__READING PASSAGE__:
Start

A Pod Disruption Budget (PDB) in Kubernetes:
- It's an API object
- Sets the minimum number of pods an application needs to function smoothly during disruptions.
- Limits the number of replicated pods that are down simultaneously during voluntary disruptions (e.g., node upgrades, maintenance, draining)
- Ensures high availability by guaranteeing a minimum number or percentage of pods remain active.
Key Aspects of PDBs:
In general, disruptions can be:
- voluntary, such as maintenance operations or node scaling, or
- involuntary, such as hardware failures or system crashes
Voluntary Focus: PDBs only protect against voluntary disruptions, such as kubectl drain or node repairs, not against involuntary, unavoidable failures.
Configuration: You define a PDB using either
- either minAvailable
- minimum pods that must run
- or maxUnavailable
- maximum pods allowed to be down
- PDB configuration setting defining the maximum number of pods that can be voluntarily taken down simultaneously.
Use Case: Ideal for quorum-based applications (e.g., Elasticsearch, Zookeeper) to ensure quorum is never lost during node maintenance.
Mechanism: When a cluster administrator drains a node, the system checks the PDB. If removing a pod violates the budget, the action is delayed until enough replicas are available elsewhere.
Example PDB Configuration:
apiVersion: policy/v1
kind: PodDisruptionBudget
metadata:
name: web-pdb
spec:
minAvailable: 2 # At least 2 pods must remain running
selector:
matchLabels:
app: web-app
Best Practice:
Use PDBs in conjunction with pod anti-affinity rules to ensure pods are spread across nodes.
How to check PDB in cluster?
Example:
% kubectl get pdb -A
NAMESPACE NAME MIN AVAILABLE MAX UNAVAILABLE ALLOWED DISRUPTIONS AGE
clickhouse chi-clickhouse-ch N/A 1 1 132d
kube-system ws-cluster-autoscaler N/A 1 1 133d
kube-system coredns N/A 1 1 140d
kube-system ebs-csi-controller N/A 1 1 140d
kube-system karpenter N/A 1 1 139d
ALLOWED DISRUPTIONS:
- the real-time status indicator
- showing how many pods can currently be evicted without violating the set maxUnavailable or minAvailable constraints
- The non-zero value means that the disruption controller has seen the pods, counted the matching pods, and updated the status of the PDB
To see the number of current and desired healthy pods (and how ALLOWED DISRUPTIONS is actually calculated):
% kubectl get poddisruptionbudgets karpenter -n kube-system -o yaml
apiVersion: policy/v1
kind: PodDisruptionBudget
metadata:
annotations:
meta.helm.sh/release-name: karpenter
meta.helm.sh/release-namespace: kube-system
creationTimestamp: "2025-10-21T14:05:33Z"

End

Items drawn from a data source:
Start

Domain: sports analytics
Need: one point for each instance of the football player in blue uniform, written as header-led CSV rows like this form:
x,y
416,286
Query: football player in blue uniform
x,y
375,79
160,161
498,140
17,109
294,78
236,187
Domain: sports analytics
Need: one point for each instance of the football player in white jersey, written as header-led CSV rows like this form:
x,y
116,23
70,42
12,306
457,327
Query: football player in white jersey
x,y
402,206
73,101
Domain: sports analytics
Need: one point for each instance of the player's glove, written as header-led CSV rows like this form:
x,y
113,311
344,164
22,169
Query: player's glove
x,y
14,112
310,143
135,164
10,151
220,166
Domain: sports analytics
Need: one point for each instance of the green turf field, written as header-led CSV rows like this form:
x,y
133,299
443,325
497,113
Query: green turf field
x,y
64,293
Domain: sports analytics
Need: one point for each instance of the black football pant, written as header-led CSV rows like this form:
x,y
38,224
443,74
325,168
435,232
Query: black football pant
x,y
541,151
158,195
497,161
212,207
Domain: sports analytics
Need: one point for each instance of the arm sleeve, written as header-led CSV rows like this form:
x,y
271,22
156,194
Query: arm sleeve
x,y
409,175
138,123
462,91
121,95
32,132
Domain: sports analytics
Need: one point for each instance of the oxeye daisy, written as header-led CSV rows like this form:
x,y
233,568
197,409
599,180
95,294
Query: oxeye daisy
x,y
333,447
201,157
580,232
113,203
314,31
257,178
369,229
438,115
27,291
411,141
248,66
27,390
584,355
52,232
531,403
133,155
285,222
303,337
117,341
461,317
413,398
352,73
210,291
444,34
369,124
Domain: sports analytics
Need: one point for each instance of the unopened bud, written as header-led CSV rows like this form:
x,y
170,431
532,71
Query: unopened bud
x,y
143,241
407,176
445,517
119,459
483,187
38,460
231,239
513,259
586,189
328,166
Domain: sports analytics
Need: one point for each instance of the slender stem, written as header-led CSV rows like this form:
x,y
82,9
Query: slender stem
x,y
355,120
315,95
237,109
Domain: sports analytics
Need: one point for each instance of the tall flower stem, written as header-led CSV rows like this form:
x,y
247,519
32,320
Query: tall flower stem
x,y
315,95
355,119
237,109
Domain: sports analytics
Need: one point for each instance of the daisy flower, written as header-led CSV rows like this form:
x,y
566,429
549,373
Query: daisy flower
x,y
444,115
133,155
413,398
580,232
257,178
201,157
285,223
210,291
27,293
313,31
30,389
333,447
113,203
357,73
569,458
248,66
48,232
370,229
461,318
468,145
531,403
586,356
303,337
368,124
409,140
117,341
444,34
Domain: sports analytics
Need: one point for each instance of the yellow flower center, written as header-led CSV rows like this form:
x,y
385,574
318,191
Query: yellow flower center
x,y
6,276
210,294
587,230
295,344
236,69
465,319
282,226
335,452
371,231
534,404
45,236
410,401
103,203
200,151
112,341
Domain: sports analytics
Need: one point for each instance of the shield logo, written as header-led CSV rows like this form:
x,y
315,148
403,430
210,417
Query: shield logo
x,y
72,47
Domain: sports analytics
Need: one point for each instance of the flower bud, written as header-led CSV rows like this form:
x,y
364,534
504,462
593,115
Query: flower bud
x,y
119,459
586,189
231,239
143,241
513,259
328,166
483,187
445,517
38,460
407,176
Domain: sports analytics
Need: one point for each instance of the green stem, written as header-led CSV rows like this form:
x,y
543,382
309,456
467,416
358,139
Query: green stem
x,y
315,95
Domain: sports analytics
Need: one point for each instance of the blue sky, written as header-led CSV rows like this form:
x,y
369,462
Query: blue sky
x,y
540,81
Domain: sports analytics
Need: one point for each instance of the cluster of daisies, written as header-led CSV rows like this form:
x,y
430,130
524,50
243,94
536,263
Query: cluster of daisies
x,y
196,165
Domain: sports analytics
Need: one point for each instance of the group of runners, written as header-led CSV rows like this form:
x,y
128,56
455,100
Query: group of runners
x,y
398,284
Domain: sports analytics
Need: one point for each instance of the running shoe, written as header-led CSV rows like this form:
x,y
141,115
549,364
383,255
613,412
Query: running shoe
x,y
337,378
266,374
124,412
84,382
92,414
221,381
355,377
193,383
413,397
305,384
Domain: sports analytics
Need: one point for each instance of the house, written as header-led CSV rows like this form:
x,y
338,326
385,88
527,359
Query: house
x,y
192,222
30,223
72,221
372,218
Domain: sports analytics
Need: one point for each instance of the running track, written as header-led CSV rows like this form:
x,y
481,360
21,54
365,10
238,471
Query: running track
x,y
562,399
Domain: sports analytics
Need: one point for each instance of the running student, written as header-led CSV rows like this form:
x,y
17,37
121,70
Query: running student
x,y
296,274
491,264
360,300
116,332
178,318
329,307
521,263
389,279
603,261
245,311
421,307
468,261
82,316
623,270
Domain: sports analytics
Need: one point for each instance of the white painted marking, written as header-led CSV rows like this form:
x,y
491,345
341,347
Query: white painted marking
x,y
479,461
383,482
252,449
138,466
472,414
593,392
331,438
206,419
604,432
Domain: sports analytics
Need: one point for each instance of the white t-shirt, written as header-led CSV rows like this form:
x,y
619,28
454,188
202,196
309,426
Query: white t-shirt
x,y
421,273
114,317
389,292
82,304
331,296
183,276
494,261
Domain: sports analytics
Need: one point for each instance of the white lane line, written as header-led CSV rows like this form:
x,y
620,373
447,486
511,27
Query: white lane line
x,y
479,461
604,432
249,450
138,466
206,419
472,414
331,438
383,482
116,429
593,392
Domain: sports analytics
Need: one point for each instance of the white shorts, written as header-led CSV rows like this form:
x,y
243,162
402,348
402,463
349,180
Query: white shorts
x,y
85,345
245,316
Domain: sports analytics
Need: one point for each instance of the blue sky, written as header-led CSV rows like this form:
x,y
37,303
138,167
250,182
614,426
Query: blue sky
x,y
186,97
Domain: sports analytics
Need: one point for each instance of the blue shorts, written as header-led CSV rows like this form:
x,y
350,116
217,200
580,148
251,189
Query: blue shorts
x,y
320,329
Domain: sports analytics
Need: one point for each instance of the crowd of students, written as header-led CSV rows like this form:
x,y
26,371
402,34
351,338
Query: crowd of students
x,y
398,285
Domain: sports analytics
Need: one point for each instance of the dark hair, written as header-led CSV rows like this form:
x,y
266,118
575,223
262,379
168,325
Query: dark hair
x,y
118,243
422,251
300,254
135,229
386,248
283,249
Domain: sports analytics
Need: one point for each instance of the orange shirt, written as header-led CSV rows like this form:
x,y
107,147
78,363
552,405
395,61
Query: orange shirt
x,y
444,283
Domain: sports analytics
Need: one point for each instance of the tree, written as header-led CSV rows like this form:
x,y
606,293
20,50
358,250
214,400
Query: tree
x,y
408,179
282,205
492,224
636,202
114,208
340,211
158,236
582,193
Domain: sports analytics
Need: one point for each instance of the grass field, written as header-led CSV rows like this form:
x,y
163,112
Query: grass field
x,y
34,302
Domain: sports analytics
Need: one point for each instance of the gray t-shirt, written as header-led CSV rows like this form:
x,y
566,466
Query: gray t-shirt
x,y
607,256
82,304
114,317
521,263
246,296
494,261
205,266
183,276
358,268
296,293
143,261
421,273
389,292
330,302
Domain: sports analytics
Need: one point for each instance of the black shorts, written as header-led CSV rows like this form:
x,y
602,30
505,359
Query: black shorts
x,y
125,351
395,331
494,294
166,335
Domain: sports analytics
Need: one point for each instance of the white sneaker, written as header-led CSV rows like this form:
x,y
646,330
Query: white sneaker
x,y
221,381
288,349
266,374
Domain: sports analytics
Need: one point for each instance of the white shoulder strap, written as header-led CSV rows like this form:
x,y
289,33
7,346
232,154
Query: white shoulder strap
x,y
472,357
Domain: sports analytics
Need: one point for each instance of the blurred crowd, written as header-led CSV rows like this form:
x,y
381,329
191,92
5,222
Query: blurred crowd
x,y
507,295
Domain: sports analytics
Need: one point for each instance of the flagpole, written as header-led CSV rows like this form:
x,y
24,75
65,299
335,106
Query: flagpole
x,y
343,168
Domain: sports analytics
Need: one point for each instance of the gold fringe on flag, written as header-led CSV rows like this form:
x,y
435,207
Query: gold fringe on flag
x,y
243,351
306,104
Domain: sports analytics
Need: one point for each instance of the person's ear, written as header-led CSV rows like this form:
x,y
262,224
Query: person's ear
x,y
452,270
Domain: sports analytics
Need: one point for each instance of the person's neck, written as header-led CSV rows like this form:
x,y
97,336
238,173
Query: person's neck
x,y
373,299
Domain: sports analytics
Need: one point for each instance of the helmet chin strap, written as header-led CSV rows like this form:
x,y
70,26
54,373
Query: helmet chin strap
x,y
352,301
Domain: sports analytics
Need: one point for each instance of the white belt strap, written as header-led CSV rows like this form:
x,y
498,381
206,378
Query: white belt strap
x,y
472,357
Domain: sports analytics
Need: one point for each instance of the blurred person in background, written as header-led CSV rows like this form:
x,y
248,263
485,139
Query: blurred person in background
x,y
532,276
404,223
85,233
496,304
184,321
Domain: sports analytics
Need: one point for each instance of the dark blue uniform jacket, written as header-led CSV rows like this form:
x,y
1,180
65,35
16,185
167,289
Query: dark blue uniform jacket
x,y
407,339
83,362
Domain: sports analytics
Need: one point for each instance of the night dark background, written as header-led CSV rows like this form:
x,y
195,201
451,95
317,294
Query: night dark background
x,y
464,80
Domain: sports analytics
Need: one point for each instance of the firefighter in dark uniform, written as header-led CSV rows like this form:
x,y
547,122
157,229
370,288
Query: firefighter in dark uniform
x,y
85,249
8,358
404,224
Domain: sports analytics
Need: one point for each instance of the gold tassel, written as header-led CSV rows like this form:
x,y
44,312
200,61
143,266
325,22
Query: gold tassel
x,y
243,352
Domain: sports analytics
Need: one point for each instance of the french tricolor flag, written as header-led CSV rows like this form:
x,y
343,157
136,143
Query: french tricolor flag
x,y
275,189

End

__WHAT IS ASKED__:
1. Extract every line of the records that contains the string "center", matching case exactly.
2. Supply the next part of the text on Kubernetes Pod Disruption Budgets, picking up after its last line.
The Kubernetes text and the records were taken from unrelated sources.

__EXPECTED RESULTS__:
1.
Need: one point for each instance of the yellow flower center, written as header-led CSV rows like this form:
Query: yellow flower center

2.
generation: 1
labels:
app.kubernetes.io/instance: karpenter
app.kubernetes.io/managed-by: Helm
app.kubernetes.io/name: karpenter
app.kubernetes.io/version: 1.3.2
helm.sh/chart: karpenter-1.3.2
name: karpenter
namespace: kube-system
resourceVersion: "2664456"
uid: 2b58340a-fd07-4567-95a9-2a43b5dd4bca
spec:
maxUnavailable: 1
selector:
matchLabels:
app.kubernetes.io/instance: karpenter
app.kubernetes.io/name: karpenter
status:
conditions:
- lastTransitionTime: "2025-10-27T10:52:01Z"
message: ""
observedGeneration: 1
reason: SufficientPods
status: "True"
type: DisruptionAllowed
currentHealthy: 2
desiredHealthy: 1
disruptionsAllowed: 1
expectedPods: 2
observedGeneration: 1
PDB and Rolling Update of Node Group
ALLOWED DISRUPTIONS = 1 is generally the safest and most standard setting for a rolling node group update, especially for high-availability workloads.
Key Considerations for maxUnavailable: 1
Safety First: This setting ensures only one node is updated at a time. This is ideal for maintaining quorum in stateful applications like databases (e.g., Consul or ZooKeeper) where losing multiple nodes
simultaneously could cause data loss or service failure.
Default Behavior: In Amazon EKS managed node groups, maxUnavailable defaults to 1 if not specified.
Resource Availability: For this to work, your cluster must have enough spare capacity (CPU/Memory) on the remaining nodes to host the pods evicted from the node being updated.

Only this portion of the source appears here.